==== TEXT SHOWN
A Tale of Two Great States
By Guy Shepherd
PlannedMan

Some states do better than others, but Texas and Florida do much better than most. Here's why:

A Tale of Two Great States

Highlights


Some people think America's the land of opportunity.

And they're right — if they chose the states that understand what "opportunity" really means.

I love the ”don’t mess with Texas” slogan.

What I like most is the reality of it.   Texas is a good state.   An admirable state.   A state with an economy that is running neck-and-neck with Italy and Russia.

If the contest is mano y mano, I’ll blind-bet on the Texan every time — not only against the Italians and the Russians — but the rest of us as well.

And the best thing you say about Texas is the flavor of women they create.  The women are real—and real pretty.

Hey, tough guys, I am a guy from a place that doesn’t mind challenges to manliness. However, The Bronx, Compton, South Boston are urban neighborhoods of men.  Texas is a state with a country punch.
========
==== ENTRIES PROVIDED
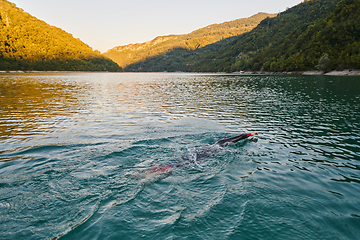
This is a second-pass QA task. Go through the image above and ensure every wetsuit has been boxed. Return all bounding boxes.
[150,133,257,175]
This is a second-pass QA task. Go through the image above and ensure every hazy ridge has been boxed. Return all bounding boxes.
[0,0,122,71]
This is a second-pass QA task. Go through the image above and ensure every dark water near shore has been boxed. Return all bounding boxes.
[0,73,360,239]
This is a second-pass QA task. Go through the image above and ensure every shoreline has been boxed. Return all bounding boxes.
[0,69,360,76]
[234,69,360,76]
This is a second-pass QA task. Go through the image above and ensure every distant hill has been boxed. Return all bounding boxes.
[0,0,122,71]
[194,0,360,72]
[103,13,276,71]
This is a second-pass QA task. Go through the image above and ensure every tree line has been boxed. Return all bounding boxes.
[0,0,122,71]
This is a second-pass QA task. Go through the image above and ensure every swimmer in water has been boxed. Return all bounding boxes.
[142,132,258,179]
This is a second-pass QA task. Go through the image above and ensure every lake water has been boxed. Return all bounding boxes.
[0,73,360,239]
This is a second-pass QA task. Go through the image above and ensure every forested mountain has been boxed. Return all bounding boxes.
[104,13,275,71]
[195,0,360,72]
[0,0,122,71]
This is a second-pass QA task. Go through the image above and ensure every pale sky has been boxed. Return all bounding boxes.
[8,0,302,52]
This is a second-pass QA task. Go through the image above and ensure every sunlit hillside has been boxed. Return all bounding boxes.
[104,13,276,67]
[0,0,121,71]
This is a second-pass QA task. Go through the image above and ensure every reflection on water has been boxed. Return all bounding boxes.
[0,73,360,239]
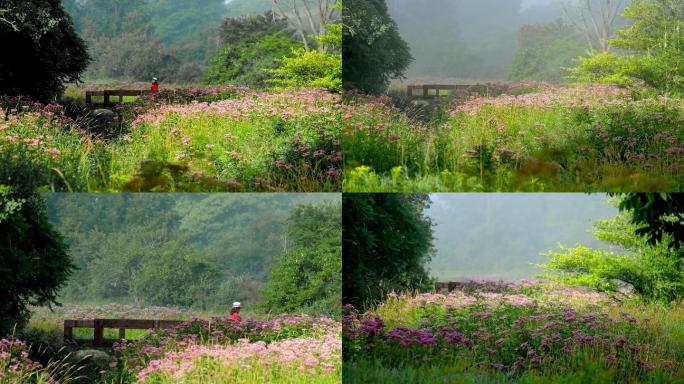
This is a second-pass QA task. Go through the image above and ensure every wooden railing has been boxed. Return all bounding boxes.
[435,281,466,292]
[64,319,185,347]
[86,89,154,108]
[406,84,488,100]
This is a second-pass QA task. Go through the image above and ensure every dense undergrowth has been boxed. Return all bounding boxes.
[343,282,684,383]
[0,86,342,192]
[0,305,342,384]
[342,84,684,192]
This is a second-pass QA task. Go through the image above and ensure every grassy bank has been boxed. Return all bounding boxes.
[0,87,341,192]
[343,284,684,383]
[342,85,684,192]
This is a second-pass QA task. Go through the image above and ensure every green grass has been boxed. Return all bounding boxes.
[343,284,684,383]
[343,87,684,192]
[0,88,341,192]
[144,357,346,384]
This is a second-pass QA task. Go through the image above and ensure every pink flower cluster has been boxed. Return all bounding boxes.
[0,337,42,376]
[138,332,342,382]
[451,85,628,118]
[131,90,340,129]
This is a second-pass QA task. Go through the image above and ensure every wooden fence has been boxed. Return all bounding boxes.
[64,319,186,347]
[86,89,154,108]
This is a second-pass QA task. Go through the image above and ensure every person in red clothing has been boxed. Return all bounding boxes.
[150,77,159,92]
[230,301,242,321]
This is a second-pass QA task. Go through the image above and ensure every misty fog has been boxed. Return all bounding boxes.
[427,193,618,281]
[387,0,624,83]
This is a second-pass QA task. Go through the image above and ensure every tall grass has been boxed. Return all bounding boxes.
[0,87,342,192]
[343,87,684,192]
[343,284,684,383]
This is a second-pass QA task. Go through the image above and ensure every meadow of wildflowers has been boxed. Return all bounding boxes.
[111,315,342,383]
[0,86,342,191]
[343,282,684,383]
[342,84,684,192]
[12,304,342,384]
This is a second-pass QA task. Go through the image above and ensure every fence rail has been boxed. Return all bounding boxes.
[64,319,187,347]
[406,84,490,100]
[435,281,467,292]
[86,89,154,108]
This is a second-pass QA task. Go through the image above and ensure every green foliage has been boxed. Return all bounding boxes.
[204,13,301,88]
[342,194,434,308]
[226,0,272,17]
[342,0,412,94]
[268,49,342,92]
[63,0,227,83]
[0,188,74,335]
[48,193,339,312]
[130,243,221,309]
[508,19,584,84]
[0,0,90,101]
[572,0,684,93]
[540,204,684,303]
[342,86,684,192]
[263,203,342,317]
[387,0,568,82]
[620,193,684,248]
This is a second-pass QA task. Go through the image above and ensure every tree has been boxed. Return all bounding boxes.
[263,203,342,317]
[204,13,301,88]
[0,0,90,101]
[619,193,684,250]
[267,11,342,92]
[560,0,625,52]
[272,0,339,51]
[572,0,684,93]
[342,0,413,94]
[0,186,74,336]
[342,194,434,308]
[539,199,684,303]
[509,19,585,83]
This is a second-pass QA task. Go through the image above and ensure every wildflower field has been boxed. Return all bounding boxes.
[0,86,342,192]
[343,282,684,383]
[342,83,684,192]
[0,305,342,384]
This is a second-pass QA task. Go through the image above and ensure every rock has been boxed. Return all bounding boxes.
[71,349,114,366]
[92,108,119,132]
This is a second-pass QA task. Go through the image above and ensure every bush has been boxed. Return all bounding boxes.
[263,204,342,317]
[0,0,90,101]
[572,0,684,94]
[0,189,74,336]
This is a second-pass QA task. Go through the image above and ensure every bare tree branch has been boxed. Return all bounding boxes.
[560,0,624,52]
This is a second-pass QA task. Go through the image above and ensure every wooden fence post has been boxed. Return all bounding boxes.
[64,321,74,341]
[93,318,106,347]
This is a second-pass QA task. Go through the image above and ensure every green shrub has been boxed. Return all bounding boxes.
[540,207,684,303]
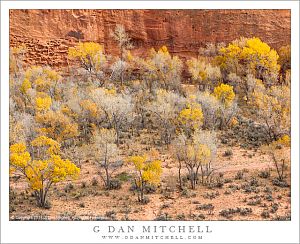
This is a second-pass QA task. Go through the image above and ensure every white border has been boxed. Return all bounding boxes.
[1,1,299,243]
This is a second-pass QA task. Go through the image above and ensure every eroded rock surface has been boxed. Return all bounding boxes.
[10,10,291,68]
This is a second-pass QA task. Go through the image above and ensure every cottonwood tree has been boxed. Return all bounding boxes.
[146,89,185,145]
[36,110,79,146]
[249,80,291,141]
[171,133,188,190]
[212,83,237,128]
[111,25,133,86]
[177,101,203,137]
[174,130,217,189]
[261,135,291,181]
[278,45,291,84]
[10,136,80,207]
[92,128,121,189]
[127,156,162,203]
[91,88,134,146]
[187,58,222,90]
[216,37,280,94]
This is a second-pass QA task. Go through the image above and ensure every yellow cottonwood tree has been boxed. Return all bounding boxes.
[213,84,235,108]
[216,37,280,95]
[127,156,162,203]
[177,102,203,137]
[10,136,80,207]
[249,82,291,141]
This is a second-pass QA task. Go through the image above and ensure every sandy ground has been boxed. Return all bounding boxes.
[10,144,291,220]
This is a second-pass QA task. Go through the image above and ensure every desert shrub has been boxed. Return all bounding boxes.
[68,42,107,86]
[173,130,217,189]
[127,156,162,203]
[177,99,203,137]
[186,58,222,90]
[91,177,98,186]
[216,37,280,91]
[234,170,244,180]
[146,89,184,144]
[219,208,252,218]
[260,209,270,219]
[258,169,270,179]
[223,149,233,157]
[278,45,291,84]
[140,46,182,92]
[108,179,122,190]
[249,81,291,141]
[92,88,134,145]
[262,135,290,181]
[92,129,122,189]
[110,25,133,86]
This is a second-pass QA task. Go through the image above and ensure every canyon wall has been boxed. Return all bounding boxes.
[10,10,291,68]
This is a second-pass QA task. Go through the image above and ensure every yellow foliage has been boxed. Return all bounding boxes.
[80,99,98,118]
[31,136,60,155]
[10,143,31,168]
[178,103,203,130]
[187,58,207,81]
[10,137,80,191]
[20,78,31,94]
[213,84,235,107]
[35,95,52,112]
[216,37,280,77]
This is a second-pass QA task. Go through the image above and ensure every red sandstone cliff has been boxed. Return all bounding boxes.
[10,10,291,68]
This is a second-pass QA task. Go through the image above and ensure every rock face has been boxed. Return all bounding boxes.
[10,10,291,68]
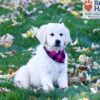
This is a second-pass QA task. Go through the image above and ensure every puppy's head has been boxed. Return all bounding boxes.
[37,23,71,48]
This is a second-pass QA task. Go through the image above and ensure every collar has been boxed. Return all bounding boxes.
[44,47,65,63]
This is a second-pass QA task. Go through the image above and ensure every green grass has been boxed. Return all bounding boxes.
[0,0,100,100]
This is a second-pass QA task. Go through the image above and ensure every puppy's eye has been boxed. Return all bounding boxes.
[60,33,63,36]
[50,33,54,36]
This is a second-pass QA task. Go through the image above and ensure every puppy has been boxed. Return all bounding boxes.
[14,23,71,91]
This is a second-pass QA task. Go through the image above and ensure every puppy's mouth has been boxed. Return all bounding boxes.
[55,40,61,47]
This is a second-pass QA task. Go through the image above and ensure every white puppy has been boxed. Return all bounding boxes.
[14,23,71,91]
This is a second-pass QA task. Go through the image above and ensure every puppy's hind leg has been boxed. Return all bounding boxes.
[14,66,30,89]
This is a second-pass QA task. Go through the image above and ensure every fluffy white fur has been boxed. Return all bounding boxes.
[14,23,71,91]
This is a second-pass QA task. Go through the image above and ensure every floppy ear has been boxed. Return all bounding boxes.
[61,23,72,45]
[36,25,46,44]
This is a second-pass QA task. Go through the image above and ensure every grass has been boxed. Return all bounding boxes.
[0,0,100,100]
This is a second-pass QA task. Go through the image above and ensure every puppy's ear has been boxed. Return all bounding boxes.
[61,23,72,45]
[36,25,46,44]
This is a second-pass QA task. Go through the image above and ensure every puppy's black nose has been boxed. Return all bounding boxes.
[55,40,60,47]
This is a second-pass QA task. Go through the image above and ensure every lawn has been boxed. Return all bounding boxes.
[0,0,100,100]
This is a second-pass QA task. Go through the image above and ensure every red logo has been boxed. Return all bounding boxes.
[83,0,92,11]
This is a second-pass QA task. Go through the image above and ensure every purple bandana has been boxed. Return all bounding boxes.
[44,47,65,63]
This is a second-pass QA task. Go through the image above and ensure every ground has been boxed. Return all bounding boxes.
[0,0,100,100]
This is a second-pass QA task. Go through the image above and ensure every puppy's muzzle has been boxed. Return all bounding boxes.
[55,40,60,47]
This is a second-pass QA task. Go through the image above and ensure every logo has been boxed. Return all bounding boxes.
[84,0,92,11]
[83,0,100,19]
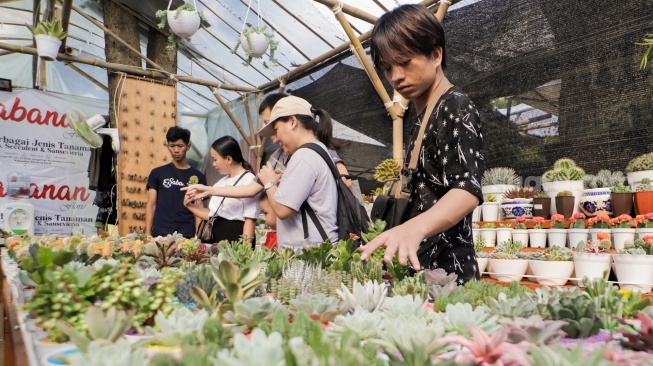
========
TASKS AND EXERCISES ▸
A - Copy the passage from the Texas essay word for word, starting at "Some states do" and ending at "Italy and Russia.".
B - Do these statements agree with the Texas essay? Answer yes or no for each, and quote the words from the essay that decide it. (i) The writer says Texas's economy trails far behind Italy's. (ii) The writer calls Texas an admirable state. (iii) The writer describes Compton as a state.

TASK-BY-TASK ANSWERS ▸
A -
Some states do better than others, but Texas and Florida do much better than most. Here's why:

A Tale of Two Great States

Highlights


Some people think America's the land of opportunity.

And they're right — if they chose the states that understand what "opportunity" really means.

I love the ”don’t mess with Texas” slogan.

What I like most is the reality of it.   Texas is a good state.   An admirable state.   A state with an economy that is running neck-and-neck with Italy and Russia.

B -
(i) No: "A state with an economy that is running neck-and-neck with Italy and Russia."
(ii) Yes: "An admirable state."
(iii) No: "The Bronx, Compton, South Boston are urban neighborhoods of men."